--- ASSIGNMENT ---
Report each line of the entries that contains the word "below", copied in full.

====

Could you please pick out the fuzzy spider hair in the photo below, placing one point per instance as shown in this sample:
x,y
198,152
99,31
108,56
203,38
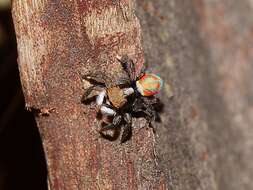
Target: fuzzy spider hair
x,y
122,103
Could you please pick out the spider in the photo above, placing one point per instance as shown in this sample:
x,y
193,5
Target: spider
x,y
121,98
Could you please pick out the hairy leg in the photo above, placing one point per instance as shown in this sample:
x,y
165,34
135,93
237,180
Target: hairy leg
x,y
128,66
89,92
100,98
105,110
97,77
115,123
127,129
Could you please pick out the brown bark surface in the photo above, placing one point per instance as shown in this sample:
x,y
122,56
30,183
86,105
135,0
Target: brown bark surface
x,y
202,47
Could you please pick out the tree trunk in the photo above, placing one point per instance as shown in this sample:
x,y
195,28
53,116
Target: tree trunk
x,y
203,48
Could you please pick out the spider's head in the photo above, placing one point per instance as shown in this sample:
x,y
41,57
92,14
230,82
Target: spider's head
x,y
149,84
116,97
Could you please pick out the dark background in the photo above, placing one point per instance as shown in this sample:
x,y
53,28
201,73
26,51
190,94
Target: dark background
x,y
22,162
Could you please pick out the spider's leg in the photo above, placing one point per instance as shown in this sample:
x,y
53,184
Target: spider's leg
x,y
115,123
128,91
105,110
97,77
100,97
127,130
88,92
128,66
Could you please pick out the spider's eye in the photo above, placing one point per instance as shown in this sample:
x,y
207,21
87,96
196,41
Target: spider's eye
x,y
149,84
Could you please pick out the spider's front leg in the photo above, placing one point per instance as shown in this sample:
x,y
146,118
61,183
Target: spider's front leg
x,y
115,123
89,93
127,129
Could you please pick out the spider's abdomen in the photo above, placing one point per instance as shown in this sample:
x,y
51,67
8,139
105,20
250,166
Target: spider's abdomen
x,y
116,97
149,84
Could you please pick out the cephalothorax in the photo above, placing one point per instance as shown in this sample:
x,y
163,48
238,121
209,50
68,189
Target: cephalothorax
x,y
121,98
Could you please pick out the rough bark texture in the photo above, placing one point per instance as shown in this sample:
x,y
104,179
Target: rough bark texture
x,y
202,47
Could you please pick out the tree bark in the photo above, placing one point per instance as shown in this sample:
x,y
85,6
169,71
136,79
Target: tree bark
x,y
203,48
57,42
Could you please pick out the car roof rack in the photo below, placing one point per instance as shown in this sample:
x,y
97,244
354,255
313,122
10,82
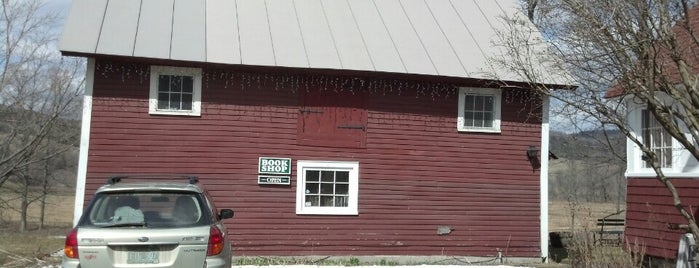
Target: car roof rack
x,y
117,179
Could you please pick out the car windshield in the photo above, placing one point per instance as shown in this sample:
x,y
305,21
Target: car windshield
x,y
145,209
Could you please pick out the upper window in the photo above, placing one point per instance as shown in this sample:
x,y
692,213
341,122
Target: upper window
x,y
175,91
657,139
329,188
479,110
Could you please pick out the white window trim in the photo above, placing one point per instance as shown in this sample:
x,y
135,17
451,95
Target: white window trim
x,y
683,165
352,167
496,93
195,73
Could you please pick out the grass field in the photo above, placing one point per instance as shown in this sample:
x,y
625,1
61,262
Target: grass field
x,y
35,246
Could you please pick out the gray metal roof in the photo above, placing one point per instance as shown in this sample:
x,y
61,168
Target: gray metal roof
x,y
452,38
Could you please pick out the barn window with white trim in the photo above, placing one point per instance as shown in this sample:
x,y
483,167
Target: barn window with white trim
x,y
479,110
657,139
327,187
175,91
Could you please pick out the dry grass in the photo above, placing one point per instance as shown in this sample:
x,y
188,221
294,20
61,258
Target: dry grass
x,y
567,216
33,247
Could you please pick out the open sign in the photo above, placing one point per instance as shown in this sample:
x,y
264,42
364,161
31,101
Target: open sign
x,y
282,180
273,165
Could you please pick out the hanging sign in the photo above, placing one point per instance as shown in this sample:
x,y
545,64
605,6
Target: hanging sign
x,y
279,180
274,165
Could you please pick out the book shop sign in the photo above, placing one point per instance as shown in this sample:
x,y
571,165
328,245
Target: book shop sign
x,y
270,168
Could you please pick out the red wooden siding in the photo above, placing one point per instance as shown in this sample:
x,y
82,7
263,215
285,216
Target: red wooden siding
x,y
650,209
416,172
332,118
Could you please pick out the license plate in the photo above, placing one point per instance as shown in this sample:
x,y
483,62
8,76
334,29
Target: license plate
x,y
143,257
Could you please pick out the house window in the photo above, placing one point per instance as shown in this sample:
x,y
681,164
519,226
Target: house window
x,y
175,91
657,139
327,188
479,110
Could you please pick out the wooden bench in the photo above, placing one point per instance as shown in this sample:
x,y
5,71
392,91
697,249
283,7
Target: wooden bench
x,y
611,230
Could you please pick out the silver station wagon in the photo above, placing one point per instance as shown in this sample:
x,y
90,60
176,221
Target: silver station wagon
x,y
154,223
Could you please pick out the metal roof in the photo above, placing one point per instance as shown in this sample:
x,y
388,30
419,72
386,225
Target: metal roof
x,y
453,38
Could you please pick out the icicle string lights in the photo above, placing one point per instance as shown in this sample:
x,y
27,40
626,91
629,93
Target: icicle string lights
x,y
298,82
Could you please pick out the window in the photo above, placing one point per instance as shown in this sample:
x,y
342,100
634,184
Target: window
x,y
657,139
175,91
479,110
328,188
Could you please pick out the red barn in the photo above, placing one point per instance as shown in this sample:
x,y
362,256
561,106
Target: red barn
x,y
338,128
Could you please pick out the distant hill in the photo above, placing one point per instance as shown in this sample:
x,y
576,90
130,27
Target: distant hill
x,y
590,166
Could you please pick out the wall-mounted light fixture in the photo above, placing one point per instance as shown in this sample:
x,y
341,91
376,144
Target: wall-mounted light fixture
x,y
533,156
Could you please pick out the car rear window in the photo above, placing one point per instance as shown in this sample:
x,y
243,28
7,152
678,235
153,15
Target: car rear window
x,y
146,209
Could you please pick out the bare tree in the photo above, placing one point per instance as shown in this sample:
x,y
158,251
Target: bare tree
x,y
644,51
39,93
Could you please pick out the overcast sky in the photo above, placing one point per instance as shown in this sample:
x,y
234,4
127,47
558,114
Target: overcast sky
x,y
60,6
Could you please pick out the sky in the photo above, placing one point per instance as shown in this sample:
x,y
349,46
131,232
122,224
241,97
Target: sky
x,y
559,121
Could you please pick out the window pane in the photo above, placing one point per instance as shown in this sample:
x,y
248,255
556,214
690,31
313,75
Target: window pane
x,y
342,176
163,100
327,201
488,103
341,201
469,103
478,119
312,200
164,83
175,101
327,176
488,119
312,175
312,188
327,188
342,189
187,84
187,102
176,84
468,119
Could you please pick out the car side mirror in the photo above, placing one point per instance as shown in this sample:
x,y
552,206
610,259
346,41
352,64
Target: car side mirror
x,y
226,214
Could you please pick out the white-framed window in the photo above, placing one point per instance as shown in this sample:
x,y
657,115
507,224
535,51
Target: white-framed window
x,y
479,110
175,91
327,187
657,139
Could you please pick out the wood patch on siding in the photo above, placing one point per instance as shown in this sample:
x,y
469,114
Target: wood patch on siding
x,y
650,209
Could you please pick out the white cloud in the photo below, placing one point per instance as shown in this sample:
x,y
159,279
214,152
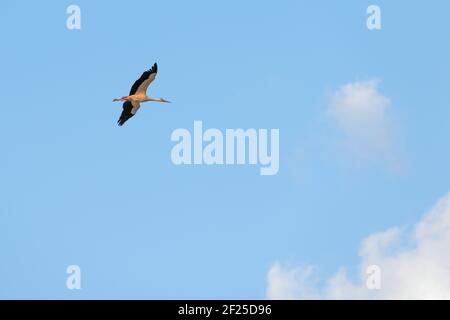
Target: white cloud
x,y
414,265
362,113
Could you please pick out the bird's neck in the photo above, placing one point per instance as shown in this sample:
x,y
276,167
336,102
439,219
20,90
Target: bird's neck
x,y
152,99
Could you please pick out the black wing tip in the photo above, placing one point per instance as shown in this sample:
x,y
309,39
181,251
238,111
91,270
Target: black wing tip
x,y
154,68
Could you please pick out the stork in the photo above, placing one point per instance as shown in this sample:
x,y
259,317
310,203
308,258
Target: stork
x,y
138,94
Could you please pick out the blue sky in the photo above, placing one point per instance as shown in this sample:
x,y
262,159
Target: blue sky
x,y
77,189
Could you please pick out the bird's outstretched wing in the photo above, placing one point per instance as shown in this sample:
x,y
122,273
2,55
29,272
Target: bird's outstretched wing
x,y
141,84
129,110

====

--- TASK OUTPUT ---
Could you please pick out the fuzzy spider hair in the photo below, placing one point per instance as shown in this sample:
Could you please pick out the car roof rack in the photo below, placing one point per instance as shown in this sample:
Could you please pick out the white cloud in the photo below, placing one point per instance as shown in this sample:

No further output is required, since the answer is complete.